SHORT PROBLEM 1 =
Write out the part of the inflation article between "INFLATION EXPECTATIONS SHOW" and "and Neil Irwin.", inclusive, word for word.

Posts with tag fed

INFLATION EXPECTATIONS SHOW HISTORIC DECLINE - Gold & Silver Building on Last Week’s Mojo

Guest Writer, September 14 2022

There's an encouraging sign that Americans view painfully high inflation as a temporary phenomenon, according to Courtenay Brown and Neil Irwin.

It comes in the form of another sharp drop last month in how steep consumers expect inflation to be in the upcoming years, as shown in the New York Fed's latest Survey of Consumer Expectations.

Expectations for the level of inflation over the next year fell by about half a percentage point in August – a historic monthly decline in the survey's nine-year history and second only to July's record-breaking drop.

Consumers' expectations for year-ahead price increases for gasoline also saw another sharp drop. Now, consumers expect gas prices to be roughly the same a year from now.

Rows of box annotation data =
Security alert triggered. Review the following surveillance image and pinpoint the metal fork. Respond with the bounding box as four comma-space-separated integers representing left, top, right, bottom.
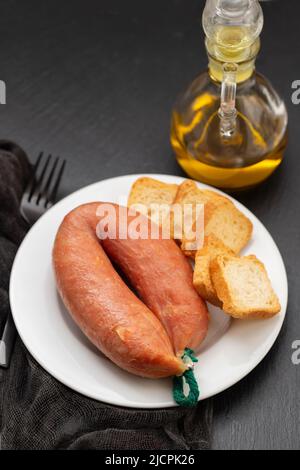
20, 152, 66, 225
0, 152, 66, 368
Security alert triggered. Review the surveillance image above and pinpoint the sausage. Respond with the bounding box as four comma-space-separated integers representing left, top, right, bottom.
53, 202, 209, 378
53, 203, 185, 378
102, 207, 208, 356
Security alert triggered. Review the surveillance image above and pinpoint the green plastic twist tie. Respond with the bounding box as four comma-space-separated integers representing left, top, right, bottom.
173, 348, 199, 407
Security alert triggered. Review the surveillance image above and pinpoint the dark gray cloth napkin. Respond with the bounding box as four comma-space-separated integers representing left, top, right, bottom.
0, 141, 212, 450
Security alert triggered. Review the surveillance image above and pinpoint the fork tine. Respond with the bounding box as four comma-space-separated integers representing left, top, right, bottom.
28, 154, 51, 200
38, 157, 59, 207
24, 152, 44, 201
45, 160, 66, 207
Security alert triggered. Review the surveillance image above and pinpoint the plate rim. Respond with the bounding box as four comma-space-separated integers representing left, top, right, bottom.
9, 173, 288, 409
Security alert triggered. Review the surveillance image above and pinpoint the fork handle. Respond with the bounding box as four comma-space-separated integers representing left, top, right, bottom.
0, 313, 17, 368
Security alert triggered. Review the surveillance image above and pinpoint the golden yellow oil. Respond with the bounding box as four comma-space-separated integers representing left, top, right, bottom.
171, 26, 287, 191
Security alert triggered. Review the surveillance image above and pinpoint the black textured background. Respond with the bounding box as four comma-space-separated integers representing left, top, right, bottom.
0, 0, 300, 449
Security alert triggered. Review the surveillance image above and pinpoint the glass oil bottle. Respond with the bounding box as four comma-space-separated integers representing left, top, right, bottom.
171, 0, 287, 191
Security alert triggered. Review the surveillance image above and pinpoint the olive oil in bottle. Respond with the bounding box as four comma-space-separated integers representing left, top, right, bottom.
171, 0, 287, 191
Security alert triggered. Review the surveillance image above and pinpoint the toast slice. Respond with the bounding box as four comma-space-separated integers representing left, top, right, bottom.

SHORT PROBLEM 2 =
Put the lines of the listing between the lines holding "pinpoint the golden" and "171, 26, 287, 191", inclusive, into a numbered list, skipping any blank lines.

FULL RESPONSE 1 =
INFLATION EXPECTATIONS SHOW HISTORIC DECLINE - Gold & Silver Building on Last Week’s Mojo

Guest Writer, September 14 2022

There's an encouraging sign that Americans view painfully high inflation as a temporary phenomenon, according to Courtenay Brown and Neil Irwin.

FULL RESPONSE 2 =
1. Security alert triggered. Review the surveillance image above and pinpoint the golden yellow oil. Respond with the bounding box as four comma-space-separated integers representing left, top, right, bottom.
2. 171, 26, 287, 191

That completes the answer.